#### [Excerpted passage]
Content starts

Students need to be given opportunities to connect research with their education, Brower-Thomas said, adding that "We'd benefit from more private/public collaboration. If young people see the practical side of what they can do with their education, that would give them" the impetus to apply their energies to quantum computing.

"We'll always need those with expertise in fundamental quantum sciences—such as chemistry, mechanics, and theory—as well as the related cryogenic hardware and electronics,'' says Jay Gambetta, an IBM fellow and vice president of quantum computing at IBM. "As we've developed ways to program our quantum computers since putting the first on the cloud in 2016, there's a greater need for those with coding expertise. The quantum developer as a career discipline is just getting started."

Right now, there aren't enough graduate-level or undergraduate-level physics and quantum information sciences degree programs available to train people in the quantum field, according to Savoie. "I'll be very blunt. I've spent a lot of my adult life in Japan, and there is a higher level of emphasis on fundamental mathematics education in other countries. …It's a very serious pipeline problem."

While no program is going to be a panacea, it's important to get people interested at an early age, especially women, Savoie stresses. Often, due to cultural bias, girls "don't get the message that women can do STEM and it's an appropriate thing to get interested in."

Zapata is able to hire staff with quantum skills, but typically, they come from overseas, Savoie says, and that's been more difficult to do lately.

Content ends

#### [Exercise brief]
Return the part of the passage on training people for quantum computing that begins at the words "Right now, there" and stops after "to do lately.". The items are not needed for this work.

#### [Record extracts]

Content starts

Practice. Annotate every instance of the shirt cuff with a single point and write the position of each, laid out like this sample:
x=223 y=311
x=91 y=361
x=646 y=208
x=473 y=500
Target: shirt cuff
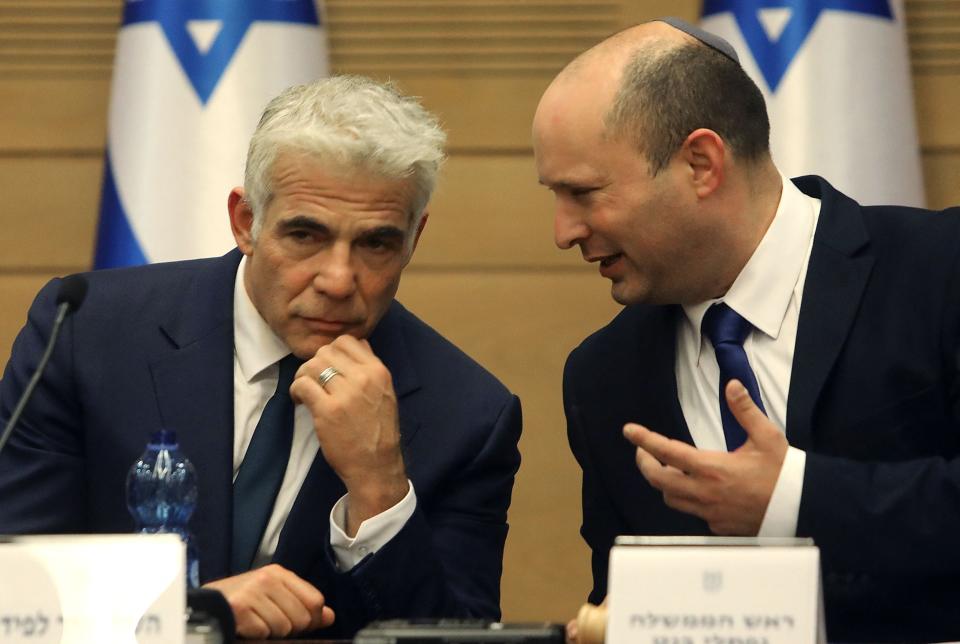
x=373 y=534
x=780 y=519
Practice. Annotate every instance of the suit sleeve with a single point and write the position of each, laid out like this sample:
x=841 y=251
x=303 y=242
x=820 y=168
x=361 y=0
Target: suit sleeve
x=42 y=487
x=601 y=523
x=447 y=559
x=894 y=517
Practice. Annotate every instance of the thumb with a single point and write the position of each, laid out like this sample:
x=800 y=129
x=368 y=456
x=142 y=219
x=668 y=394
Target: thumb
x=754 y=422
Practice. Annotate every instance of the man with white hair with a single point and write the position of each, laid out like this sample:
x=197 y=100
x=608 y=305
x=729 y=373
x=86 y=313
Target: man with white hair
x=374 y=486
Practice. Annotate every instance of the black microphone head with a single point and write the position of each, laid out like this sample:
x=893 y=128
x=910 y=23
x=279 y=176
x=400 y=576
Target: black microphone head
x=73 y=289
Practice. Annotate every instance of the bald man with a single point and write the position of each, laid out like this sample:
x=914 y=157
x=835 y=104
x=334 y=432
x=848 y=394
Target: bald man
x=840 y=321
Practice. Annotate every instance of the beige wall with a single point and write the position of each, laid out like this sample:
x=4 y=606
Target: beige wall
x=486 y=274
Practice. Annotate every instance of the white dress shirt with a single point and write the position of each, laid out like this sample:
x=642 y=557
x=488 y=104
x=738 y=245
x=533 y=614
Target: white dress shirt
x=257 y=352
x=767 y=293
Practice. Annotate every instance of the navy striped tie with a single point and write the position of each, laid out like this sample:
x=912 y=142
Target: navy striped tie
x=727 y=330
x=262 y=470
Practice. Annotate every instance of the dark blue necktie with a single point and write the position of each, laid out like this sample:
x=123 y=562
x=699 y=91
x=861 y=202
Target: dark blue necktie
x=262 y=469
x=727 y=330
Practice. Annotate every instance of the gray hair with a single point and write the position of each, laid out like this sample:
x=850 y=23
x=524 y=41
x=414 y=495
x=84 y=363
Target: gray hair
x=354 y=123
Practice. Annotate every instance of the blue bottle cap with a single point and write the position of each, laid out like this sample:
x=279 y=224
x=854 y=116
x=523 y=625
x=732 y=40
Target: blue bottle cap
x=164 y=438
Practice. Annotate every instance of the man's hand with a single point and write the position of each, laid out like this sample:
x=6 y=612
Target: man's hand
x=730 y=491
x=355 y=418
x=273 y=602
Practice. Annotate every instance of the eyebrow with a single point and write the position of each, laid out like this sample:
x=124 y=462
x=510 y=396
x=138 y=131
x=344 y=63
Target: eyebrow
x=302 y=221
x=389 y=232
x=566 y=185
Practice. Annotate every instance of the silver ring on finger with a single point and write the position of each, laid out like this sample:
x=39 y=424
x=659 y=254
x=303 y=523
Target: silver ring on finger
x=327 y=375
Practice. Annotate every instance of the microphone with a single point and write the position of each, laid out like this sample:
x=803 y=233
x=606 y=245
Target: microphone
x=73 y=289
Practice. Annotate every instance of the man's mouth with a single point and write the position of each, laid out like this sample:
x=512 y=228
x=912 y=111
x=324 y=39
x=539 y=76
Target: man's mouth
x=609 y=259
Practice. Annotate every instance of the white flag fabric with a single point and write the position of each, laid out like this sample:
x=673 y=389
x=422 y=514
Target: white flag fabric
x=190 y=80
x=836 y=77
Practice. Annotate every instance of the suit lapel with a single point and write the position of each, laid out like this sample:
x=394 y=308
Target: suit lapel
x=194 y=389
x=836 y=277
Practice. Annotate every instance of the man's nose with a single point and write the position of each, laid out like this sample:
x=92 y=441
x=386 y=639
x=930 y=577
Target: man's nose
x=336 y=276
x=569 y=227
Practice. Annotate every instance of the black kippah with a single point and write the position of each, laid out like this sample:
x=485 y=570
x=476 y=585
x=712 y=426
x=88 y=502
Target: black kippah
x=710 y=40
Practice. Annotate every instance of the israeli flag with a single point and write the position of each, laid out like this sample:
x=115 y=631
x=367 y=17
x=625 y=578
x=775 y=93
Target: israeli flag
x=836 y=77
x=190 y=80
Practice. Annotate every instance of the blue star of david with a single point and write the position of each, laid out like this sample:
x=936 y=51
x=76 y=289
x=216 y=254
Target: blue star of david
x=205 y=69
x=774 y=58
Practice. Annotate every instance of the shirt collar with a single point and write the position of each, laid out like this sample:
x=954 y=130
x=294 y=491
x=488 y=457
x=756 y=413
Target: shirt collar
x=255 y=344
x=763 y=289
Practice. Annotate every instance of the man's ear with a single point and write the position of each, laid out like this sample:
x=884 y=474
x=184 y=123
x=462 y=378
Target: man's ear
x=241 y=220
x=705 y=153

Content ends

#### [Response below]
Right now, there aren't enough graduate-level or undergraduate-level physics and quantum information sciences degree programs available to train people in the quantum field, according to Savoie. "I'll be very blunt. I've spent a lot of my adult life in Japan, and there is a higher level of emphasis on fundamental mathematics education in other countries. …It's a very serious pipeline problem."

While no program is going to be a panacea, it's important to get people interested at an early age, especially women, Savoie stresses. Often, due to cultural bias, girls "don't get the message that women can do STEM and it's an appropriate thing to get interested in."

Zapata is able to hire staff with quantum skills, but typically, they come from overseas, Savoie says, and that's been more difficult to do lately.